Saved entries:
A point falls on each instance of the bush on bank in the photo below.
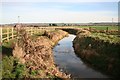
(33, 58)
(100, 50)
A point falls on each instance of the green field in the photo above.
(100, 27)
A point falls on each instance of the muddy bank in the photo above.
(100, 54)
(37, 55)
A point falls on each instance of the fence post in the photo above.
(1, 34)
(7, 34)
(12, 33)
(89, 28)
(106, 29)
(31, 30)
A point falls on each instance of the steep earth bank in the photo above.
(36, 55)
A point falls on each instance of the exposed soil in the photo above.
(37, 54)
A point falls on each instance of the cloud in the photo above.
(54, 15)
(60, 0)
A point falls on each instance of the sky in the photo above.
(58, 11)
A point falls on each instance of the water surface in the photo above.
(66, 59)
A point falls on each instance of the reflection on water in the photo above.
(66, 59)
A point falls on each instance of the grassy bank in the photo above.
(100, 50)
(32, 57)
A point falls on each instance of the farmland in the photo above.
(106, 35)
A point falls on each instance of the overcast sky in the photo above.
(60, 11)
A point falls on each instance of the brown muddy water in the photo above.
(66, 59)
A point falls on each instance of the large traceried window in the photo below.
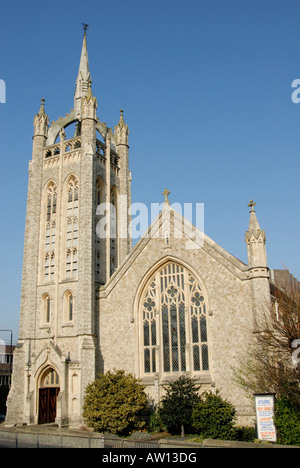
(174, 323)
(72, 228)
(50, 233)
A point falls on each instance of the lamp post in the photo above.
(10, 359)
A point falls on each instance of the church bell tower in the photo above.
(76, 235)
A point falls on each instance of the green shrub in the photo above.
(287, 422)
(115, 402)
(214, 417)
(245, 433)
(176, 406)
(4, 389)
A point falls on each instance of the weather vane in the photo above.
(85, 27)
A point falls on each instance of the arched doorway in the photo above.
(48, 391)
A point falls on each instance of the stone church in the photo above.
(92, 303)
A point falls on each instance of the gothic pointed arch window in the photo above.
(100, 238)
(68, 307)
(174, 323)
(50, 232)
(46, 309)
(114, 229)
(72, 211)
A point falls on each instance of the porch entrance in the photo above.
(48, 391)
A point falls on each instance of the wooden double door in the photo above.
(47, 404)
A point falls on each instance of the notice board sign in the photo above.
(264, 405)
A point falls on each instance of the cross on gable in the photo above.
(166, 194)
(251, 204)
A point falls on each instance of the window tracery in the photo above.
(72, 228)
(50, 233)
(174, 323)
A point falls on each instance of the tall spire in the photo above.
(84, 76)
(255, 239)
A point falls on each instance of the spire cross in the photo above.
(85, 27)
(166, 194)
(251, 204)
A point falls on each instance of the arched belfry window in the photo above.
(174, 323)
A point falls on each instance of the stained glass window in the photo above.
(174, 322)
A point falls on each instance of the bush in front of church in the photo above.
(115, 402)
(176, 406)
(214, 417)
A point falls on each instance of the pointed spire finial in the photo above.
(166, 194)
(42, 108)
(252, 205)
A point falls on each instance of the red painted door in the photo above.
(47, 404)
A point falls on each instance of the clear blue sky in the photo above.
(206, 90)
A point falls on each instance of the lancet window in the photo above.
(50, 233)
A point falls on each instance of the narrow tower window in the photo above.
(50, 233)
(72, 227)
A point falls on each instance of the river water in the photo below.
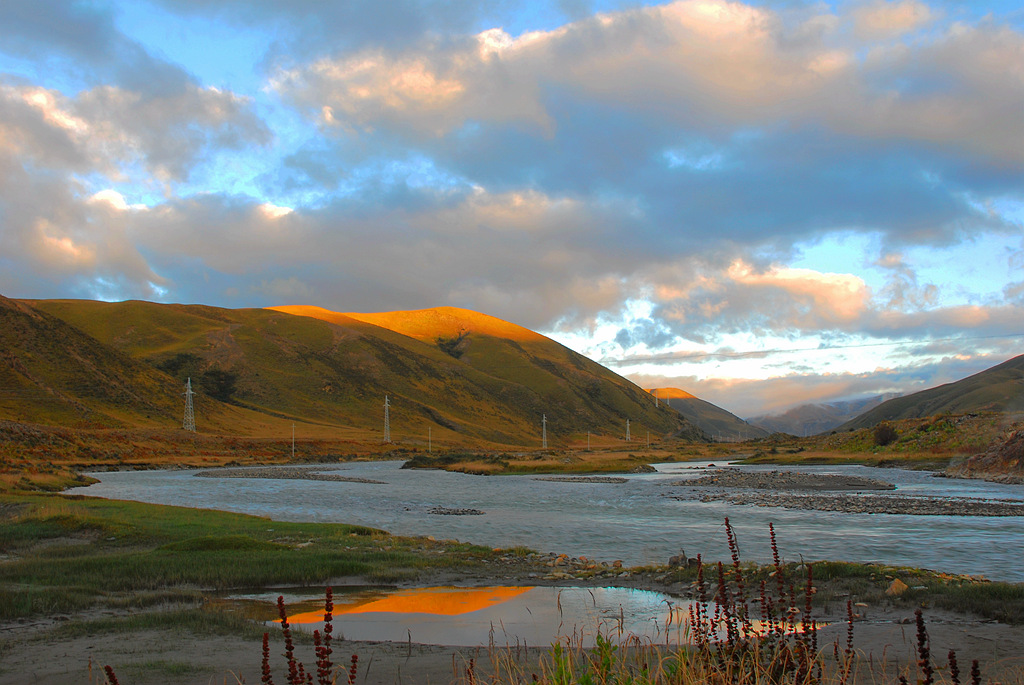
(636, 521)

TASK DIRECTIONS.
Would you please set down the data above again exactly, without its pictures?

EXPECTED ANSWER.
A point falls on each instance of the bush on bank in the photo below.
(33, 58)
(100, 50)
A point falls on each instance of the green field in the photo above.
(100, 27)
A point falls on each instance of the muddy bank in the photo above.
(100, 54)
(37, 55)
A point falls on each instance of the fence post in the photo above.
(1, 34)
(7, 34)
(12, 33)
(89, 28)
(106, 29)
(31, 30)
A point falls on each instance of the steep earth bank in the photo above.
(36, 55)
A point falls on each instance of the exposed soil in the photo above.
(37, 54)
A point falls on each instance of the cloud in the photo above.
(54, 15)
(60, 0)
A point falls on each instance of the sky in the photo above.
(58, 11)
A point falls on each instance of the water surface in the photo above.
(66, 59)
A point falls on each instance of the reflection on water in the photo above.
(66, 59)
A point falls on each instance of the grassy bank in the photo above.
(100, 50)
(32, 57)
A point falls on each instance of the farmland in the photo above.
(106, 35)
A point falls on each instance of the overcast sky in the photo above.
(60, 11)
A point falls on each instance of the brown muddy water in the photo above.
(66, 59)
A point falls on each instance of the large traceried window in the photo below.
(174, 323)
(72, 228)
(50, 233)
A point falls on each instance of the lamp post in the photo above.
(10, 359)
A point falls on each instance of the church bell tower in the photo above.
(76, 235)
A point falls on each instance of the green shrub in the photo above.
(287, 422)
(115, 402)
(214, 417)
(245, 433)
(176, 406)
(4, 389)
A point falls on each instance of the weather vane in the photo above.
(85, 27)
A point falls on each instance of the arched doorway in the photo above.
(48, 391)
A point falls on each instance of the stone church in the photo above.
(92, 303)
A point falls on each instance of the gothic pointed arch window in the photo above.
(100, 238)
(68, 307)
(174, 323)
(50, 232)
(46, 309)
(114, 229)
(72, 211)
A point falls on each instance of the porch entrance in the photo above.
(48, 391)
A point falls on each instance of the wooden double door in the photo above.
(47, 404)
A point falls on each instance of the notice board sign in the photo above.
(264, 405)
A point falls on each instance of the cross on gable in the photo above.
(166, 194)
(251, 204)
A point falls on each instance of the window tracery in the photo above.
(72, 228)
(50, 233)
(174, 323)
A point falls on each instance of the tall spire in the photo above.
(84, 76)
(255, 239)
A point falls on each instance of the spire cross in the photo above.
(85, 27)
(166, 194)
(251, 204)
A point falls on each instance of the arched belfry window in the photo above.
(174, 323)
A point falls on each instance of the stained glass window in the photo above.
(174, 322)
A point falls on each instance of the bush in front of church in the photo above.
(115, 402)
(176, 406)
(214, 417)
A point falls on each instance of the pointed spire finial in the photo above.
(166, 194)
(42, 108)
(252, 205)
A point falls on each instance of the red painted door in the photo above.
(47, 404)
A point falls on each instance of the clear blue sky in the photo above.
(206, 90)
A point falls on each instance of the lancet window in the photo above.
(50, 233)
A point falls on each instance of the narrow tower window in the photo above.
(50, 233)
(72, 227)
A point falls on each instance of the river water in the photo below.
(636, 521)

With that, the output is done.